GIVEN DATA:
+++++

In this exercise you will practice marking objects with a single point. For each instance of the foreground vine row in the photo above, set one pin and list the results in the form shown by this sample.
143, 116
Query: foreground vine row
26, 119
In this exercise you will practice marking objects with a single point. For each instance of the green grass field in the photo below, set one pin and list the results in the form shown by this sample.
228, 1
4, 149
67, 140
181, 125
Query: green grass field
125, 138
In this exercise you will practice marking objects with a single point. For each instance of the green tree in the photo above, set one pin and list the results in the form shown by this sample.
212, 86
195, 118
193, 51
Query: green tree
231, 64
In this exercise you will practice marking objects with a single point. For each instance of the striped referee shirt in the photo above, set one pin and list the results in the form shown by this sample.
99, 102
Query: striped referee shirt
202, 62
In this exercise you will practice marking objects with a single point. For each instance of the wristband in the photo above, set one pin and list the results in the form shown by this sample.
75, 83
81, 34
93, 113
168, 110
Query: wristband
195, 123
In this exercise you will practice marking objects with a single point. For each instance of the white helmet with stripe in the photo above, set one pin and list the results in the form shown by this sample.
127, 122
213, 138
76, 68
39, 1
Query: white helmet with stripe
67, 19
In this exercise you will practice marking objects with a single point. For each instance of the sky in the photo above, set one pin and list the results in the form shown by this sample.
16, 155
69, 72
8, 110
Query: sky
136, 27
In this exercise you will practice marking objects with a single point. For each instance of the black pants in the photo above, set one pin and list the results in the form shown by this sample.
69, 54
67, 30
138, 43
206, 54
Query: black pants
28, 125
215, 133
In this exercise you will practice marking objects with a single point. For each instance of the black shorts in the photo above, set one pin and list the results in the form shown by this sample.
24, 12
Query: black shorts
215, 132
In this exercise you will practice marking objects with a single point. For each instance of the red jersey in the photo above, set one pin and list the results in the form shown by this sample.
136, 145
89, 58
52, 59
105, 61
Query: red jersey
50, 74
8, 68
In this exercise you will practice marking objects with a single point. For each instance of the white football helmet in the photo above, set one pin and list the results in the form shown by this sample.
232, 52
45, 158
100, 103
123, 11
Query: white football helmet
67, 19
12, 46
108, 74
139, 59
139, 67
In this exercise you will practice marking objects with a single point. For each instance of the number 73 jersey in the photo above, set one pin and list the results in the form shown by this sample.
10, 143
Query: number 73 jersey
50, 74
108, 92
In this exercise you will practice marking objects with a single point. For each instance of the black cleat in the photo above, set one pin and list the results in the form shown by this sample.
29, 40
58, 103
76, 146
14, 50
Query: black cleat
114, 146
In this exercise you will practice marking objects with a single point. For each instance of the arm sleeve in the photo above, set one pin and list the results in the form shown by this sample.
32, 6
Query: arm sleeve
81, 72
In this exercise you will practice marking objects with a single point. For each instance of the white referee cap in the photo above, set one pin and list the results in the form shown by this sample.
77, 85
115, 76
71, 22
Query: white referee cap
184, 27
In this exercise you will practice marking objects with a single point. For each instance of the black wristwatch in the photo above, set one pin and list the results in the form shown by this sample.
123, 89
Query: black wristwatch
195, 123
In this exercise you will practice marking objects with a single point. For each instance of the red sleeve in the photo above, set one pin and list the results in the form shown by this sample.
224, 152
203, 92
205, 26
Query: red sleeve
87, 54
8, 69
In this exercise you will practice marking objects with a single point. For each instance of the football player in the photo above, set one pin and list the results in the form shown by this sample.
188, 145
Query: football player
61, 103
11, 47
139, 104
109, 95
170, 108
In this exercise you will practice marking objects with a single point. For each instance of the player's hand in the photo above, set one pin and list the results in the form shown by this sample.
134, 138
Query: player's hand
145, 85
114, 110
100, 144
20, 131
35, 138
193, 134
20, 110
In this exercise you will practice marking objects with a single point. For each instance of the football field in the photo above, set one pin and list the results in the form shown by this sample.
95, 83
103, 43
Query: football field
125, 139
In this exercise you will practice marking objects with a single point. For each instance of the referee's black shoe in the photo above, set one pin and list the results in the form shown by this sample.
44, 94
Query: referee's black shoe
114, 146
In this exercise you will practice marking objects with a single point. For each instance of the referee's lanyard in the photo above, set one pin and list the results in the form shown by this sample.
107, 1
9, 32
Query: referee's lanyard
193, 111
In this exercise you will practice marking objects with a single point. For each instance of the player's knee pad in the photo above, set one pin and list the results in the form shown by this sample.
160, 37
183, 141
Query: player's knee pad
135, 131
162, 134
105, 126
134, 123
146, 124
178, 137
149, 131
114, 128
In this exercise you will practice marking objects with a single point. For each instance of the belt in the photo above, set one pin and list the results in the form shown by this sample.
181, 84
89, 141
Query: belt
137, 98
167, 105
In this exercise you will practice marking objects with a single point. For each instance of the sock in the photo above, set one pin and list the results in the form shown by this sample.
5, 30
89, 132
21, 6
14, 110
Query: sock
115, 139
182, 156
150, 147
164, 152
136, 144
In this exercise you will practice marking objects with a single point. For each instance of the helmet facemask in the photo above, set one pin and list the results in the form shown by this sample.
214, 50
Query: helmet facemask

+++++

THE REQUEST: Rewrite all of the lines above, changing each "set one pin" to "place one point" and keeping everything else the same.

RESULT:
In this exercise you will practice marking objects with a single point. For each instance of the foreground vine row in the photo above, place one point and list the results in the form shown by this sample.
143, 116
Query: foreground vine row
26, 119
In this exercise you will practice marking objects with a single point. For each instance of the green grass field in the photo below, place one point and list the results in the form shown by this sample.
228, 1
4, 149
67, 140
181, 125
Query: green grass field
125, 138
In this exercise you will practice marking objects with a single point. For each instance of the green tree in the photo above, place one point and list the results in the form shown by this sample.
212, 86
195, 118
193, 51
Query: green tree
231, 64
In this exercise you will practice marking objects with a single point. For each instance of the striped referee shirt in the photo above, place one point and list the results in the form shown by this sample.
99, 102
Query: striped referee shirt
202, 62
In this exercise you will practice marking objects with a single point. For each instance of the wristband in the photo above, place one point and list the results in the form shown by this sample.
75, 83
81, 34
93, 113
168, 110
Query: wristband
195, 123
In this exercise you will practice marking objects with a single point. For each instance of the white helmet with stripe in the photo above, place one point and list the results in the form shown by this sample.
127, 122
213, 138
76, 68
39, 1
Query: white helmet with stripe
67, 19
In this exercise you will practice marking objects with a single point. For each instance of the sky in the photo above, place one point and list the results in the form shown by this sample.
16, 155
69, 72
8, 110
Query: sky
136, 27
In this exercise you will practice marking objects with a single point. For each instance of the black pants in the photo above, place one point and list the results in the form shown by this sample.
69, 54
67, 30
138, 43
206, 54
Query: black pants
28, 125
215, 133
In this exercise you will practice marking objects with a single point. For each instance of the black shorts in the photo above, place one point and list the results in the form shown by this sample.
24, 12
Query: black shorts
215, 132
In this exercise you will practice marking objects with a single point. For each instance of the red jersey in the photo above, place one point and list the results in the form shown by this sample.
136, 145
89, 58
52, 59
105, 61
Query: red jersey
50, 74
8, 68
In this exercise you will practice marking objects with a single point. For each instance of the white football helmet in the photo above, place one point and list the results in the form shown by this sample.
232, 52
45, 158
100, 103
123, 11
Query: white football helmet
67, 19
12, 46
108, 74
139, 59
139, 67
In this exercise you will practice marking objects with a single point. For each instance of the number 73 jersey in the photo above, place one point and list the results in the form shown by this sample.
10, 143
Query: number 73 jersey
50, 74
108, 92
In this exercise you will practice marking objects with a single point. For each instance of the black cleat in the photo above, place one point and list the results in the form shown by this sample.
29, 40
58, 103
76, 146
14, 50
Query: black cleat
114, 146
In this exercise you will practice marking objects with a single point. For each instance of the arm sleeve in the photo above, place one point and list the results in the form shown by this sample.
32, 6
Query: arm sleeve
81, 72
In this exercise you will practice marking objects with a single point. For each instance of the white referee cap in the photo above, place one point and list the results in the form shown by this sample.
77, 85
115, 76
71, 22
Query: white referee cap
184, 27
In this exercise you will practice marking objects with a single point. For each instance of the black wristwatch in the photo above, place one point and list the results in the form shown by this sample.
123, 89
Query: black wristwatch
195, 123
In this exercise you will practice marking objects with a single point. For each instance of the red sleeve in the photo above, place one point and list the results in the form shown by this sample.
224, 152
203, 92
205, 26
Query: red sleeve
87, 54
8, 69
In this exercise you will practice marking objects with a single point. For each instance of the football player in the photo above, place one point and list the results in the form shown by this sample.
188, 145
Query: football player
61, 103
11, 47
139, 104
109, 95
170, 108
In this exercise you will practice marking objects with a single point. For each instance of the player's hand in the photo above, place one point and list the results in the form shown by this sample.
134, 138
Query: player's hand
145, 85
114, 110
100, 144
20, 131
35, 138
193, 134
20, 110
In this exercise you will practice marking objects with a single point. For each instance of the football field in the photo above, place one point and list the results in the form shown by this sample.
95, 83
103, 43
Query: football field
125, 139
In this exercise you will practice marking objects with a single point. For each instance of the referee's black shoe in the photo above, place one point and list the results in the form shown by this sample.
44, 94
Query: referee's black shoe
114, 146
In this exercise you will practice marking objects with a single point. For each instance of the referee's lanyard in the photo above, place one point and list the results in the form shown by this sample.
107, 1
9, 32
Query: referee's lanyard
193, 111
In this exercise you will practice marking objects with a single point. For each instance of the player's knee pad in the photo above, place one point and list the results in the form shown by this sample.
160, 37
183, 141
Query: player's knee pad
135, 131
162, 134
105, 126
134, 123
146, 124
178, 137
149, 131
114, 128
In this exercise you will practice marking objects with a single point. For each instance of the belt in the photo above, place one point and list the results in the form shown by this sample.
181, 84
89, 141
Query: belt
137, 98
167, 105
In this exercise you will practice marking objects with a single point. For each instance of the sock in the photo above, place one point and list the results in the form shown by this sample.
5, 30
89, 132
21, 6
14, 110
Query: sock
115, 139
182, 156
150, 147
164, 152
136, 144
In this exercise you will practice marking objects with a single point. For each instance of the helmet facemask in the photo above, place one point and list the results in the form shown by this sample.
214, 50
Query: helmet facemask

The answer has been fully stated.